● **Supplied data**
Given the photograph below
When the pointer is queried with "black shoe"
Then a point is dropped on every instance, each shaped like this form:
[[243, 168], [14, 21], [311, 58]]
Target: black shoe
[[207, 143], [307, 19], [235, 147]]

● **What you should do**
Please return the lines above word for word, with nothing added or changed.

● **Completed exercise**
Given the photograph below
When the pointer is queried with "black shoe"
Then a point is dropped on every instance, each shaped like this form:
[[243, 168], [14, 21], [311, 58]]
Target: black shoe
[[207, 143], [307, 19], [235, 147]]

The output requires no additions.